_Assigned task_
Identify every line in the records below that contains the word "curtain", and copy each of those lines.

=== Section Start ===

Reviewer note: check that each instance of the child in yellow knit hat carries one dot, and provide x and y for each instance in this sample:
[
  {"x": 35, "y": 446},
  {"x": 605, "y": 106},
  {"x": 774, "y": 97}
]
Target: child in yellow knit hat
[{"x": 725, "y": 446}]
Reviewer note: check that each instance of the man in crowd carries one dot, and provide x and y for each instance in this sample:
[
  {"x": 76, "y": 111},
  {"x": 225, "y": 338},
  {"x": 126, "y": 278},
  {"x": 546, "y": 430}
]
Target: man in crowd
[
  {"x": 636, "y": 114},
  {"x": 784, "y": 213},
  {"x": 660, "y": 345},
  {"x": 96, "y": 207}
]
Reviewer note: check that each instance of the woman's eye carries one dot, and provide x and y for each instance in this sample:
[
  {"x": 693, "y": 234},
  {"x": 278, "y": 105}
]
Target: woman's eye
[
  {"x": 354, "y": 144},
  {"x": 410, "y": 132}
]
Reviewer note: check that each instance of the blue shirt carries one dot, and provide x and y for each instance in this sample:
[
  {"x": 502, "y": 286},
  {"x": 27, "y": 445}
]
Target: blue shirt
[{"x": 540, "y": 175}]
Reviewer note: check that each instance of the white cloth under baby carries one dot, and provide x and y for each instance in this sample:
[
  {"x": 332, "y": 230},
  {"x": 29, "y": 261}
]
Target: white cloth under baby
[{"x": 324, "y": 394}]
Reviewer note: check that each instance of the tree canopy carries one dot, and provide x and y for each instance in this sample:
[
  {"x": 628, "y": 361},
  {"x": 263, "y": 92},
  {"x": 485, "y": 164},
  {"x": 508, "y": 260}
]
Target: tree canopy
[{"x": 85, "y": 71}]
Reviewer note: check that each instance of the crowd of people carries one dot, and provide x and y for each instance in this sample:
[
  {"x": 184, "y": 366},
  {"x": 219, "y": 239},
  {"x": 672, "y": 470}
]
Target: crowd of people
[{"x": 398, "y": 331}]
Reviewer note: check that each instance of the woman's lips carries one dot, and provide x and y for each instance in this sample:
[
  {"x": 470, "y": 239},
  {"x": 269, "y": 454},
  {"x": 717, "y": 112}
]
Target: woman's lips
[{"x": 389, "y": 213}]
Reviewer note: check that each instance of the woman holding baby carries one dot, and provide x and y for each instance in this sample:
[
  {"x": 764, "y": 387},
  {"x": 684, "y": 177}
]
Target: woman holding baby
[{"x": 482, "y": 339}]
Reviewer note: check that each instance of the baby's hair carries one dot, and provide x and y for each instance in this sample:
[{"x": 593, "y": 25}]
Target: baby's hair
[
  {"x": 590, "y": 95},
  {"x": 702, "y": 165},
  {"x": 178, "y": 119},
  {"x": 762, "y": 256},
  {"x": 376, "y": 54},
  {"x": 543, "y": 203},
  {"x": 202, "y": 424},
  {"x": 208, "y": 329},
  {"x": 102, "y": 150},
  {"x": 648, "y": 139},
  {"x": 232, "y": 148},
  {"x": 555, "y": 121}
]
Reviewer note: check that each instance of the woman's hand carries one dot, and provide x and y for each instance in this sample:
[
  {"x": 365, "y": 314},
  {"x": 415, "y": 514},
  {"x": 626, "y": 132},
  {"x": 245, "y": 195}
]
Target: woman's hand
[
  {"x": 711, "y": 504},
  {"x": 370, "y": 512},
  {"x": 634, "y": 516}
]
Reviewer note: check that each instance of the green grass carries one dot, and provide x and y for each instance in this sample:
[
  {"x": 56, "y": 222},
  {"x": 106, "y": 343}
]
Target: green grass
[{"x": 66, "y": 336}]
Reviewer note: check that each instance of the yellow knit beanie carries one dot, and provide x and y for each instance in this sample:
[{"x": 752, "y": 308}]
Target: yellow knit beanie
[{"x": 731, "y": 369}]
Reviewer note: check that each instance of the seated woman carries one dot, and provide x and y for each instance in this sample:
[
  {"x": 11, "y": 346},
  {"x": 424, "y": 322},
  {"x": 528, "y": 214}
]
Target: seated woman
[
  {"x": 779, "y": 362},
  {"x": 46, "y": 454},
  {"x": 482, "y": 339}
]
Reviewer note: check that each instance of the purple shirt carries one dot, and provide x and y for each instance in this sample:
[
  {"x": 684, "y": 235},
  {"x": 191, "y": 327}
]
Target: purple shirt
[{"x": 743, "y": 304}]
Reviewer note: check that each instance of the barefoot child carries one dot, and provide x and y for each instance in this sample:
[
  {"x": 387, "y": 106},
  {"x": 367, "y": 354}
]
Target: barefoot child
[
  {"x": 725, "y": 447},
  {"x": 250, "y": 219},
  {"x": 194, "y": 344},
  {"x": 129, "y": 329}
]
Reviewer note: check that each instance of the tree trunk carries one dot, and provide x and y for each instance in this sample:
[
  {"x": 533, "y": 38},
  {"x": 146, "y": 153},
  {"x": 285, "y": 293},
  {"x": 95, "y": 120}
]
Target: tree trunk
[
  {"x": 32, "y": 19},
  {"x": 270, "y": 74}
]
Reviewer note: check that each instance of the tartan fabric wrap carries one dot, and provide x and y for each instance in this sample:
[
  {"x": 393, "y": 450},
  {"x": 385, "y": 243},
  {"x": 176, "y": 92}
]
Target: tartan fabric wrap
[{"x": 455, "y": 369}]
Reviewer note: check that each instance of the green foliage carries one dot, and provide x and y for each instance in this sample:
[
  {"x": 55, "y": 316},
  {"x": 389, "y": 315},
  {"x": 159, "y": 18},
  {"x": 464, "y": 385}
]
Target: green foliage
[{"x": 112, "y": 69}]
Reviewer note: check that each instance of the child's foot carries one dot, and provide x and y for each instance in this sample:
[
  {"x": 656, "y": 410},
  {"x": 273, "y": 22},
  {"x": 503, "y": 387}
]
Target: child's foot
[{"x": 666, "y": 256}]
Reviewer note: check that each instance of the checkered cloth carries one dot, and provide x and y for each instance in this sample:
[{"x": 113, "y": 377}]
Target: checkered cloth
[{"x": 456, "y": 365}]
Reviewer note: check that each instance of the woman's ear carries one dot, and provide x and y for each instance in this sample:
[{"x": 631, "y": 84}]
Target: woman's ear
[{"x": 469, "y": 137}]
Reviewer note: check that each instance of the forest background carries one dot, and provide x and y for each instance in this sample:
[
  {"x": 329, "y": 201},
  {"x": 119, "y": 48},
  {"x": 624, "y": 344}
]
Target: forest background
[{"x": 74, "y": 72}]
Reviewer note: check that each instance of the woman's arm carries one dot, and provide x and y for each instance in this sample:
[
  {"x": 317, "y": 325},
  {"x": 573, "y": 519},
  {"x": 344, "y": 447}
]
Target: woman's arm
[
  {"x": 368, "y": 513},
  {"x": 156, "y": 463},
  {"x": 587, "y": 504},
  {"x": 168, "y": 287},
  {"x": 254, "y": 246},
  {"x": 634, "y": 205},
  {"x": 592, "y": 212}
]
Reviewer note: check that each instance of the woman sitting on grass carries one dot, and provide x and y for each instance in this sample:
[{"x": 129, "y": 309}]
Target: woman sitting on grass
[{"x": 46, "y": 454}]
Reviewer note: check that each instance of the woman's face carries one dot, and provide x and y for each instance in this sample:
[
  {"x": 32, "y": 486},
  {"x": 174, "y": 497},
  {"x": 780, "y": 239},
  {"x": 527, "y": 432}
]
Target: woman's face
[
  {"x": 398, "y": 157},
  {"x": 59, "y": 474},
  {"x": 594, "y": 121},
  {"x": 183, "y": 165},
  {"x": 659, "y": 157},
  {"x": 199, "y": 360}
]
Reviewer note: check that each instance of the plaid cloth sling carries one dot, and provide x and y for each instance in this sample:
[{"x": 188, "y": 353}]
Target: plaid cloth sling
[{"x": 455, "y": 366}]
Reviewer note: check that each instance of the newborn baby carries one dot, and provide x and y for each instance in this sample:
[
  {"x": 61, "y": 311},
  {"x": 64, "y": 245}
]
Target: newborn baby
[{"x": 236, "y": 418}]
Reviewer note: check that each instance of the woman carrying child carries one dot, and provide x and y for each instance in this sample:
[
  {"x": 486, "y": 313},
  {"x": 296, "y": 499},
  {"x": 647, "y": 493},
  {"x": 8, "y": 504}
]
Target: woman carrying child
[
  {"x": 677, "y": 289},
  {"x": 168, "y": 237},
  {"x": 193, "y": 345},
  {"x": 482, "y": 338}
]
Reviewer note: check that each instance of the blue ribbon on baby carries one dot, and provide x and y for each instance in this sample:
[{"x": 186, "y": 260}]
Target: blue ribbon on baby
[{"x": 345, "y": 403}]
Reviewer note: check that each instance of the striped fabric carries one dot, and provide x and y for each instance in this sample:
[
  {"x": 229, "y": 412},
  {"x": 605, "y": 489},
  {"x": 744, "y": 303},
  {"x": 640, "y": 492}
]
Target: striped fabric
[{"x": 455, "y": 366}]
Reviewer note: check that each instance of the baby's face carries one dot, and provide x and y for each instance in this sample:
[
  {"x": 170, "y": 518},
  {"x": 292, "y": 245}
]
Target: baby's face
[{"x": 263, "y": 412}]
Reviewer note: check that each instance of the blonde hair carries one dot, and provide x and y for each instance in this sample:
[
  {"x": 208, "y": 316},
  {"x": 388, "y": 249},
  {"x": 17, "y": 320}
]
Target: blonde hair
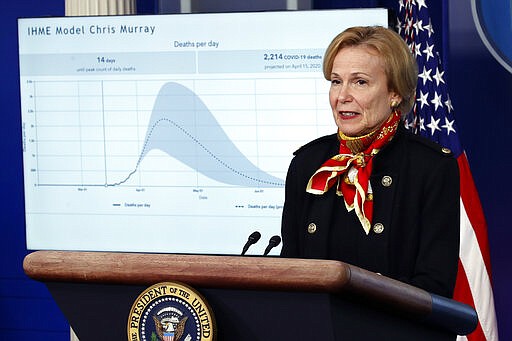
[{"x": 399, "y": 64}]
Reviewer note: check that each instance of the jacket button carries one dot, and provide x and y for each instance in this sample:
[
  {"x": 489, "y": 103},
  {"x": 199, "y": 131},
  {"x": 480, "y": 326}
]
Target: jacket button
[
  {"x": 311, "y": 228},
  {"x": 378, "y": 228},
  {"x": 386, "y": 181}
]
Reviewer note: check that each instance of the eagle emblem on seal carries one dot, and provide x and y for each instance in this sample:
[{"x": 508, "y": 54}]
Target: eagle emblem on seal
[{"x": 170, "y": 328}]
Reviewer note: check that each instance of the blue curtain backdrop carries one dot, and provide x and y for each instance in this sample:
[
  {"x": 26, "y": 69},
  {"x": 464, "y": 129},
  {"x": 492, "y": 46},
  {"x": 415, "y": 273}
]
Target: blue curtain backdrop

=== Section End ===

_Exercise result_
Reviewer note: check that each instance of the blue curtain backdrop carries one dot, and provide x and y for each instance in this sample:
Target: blue curtain backdrop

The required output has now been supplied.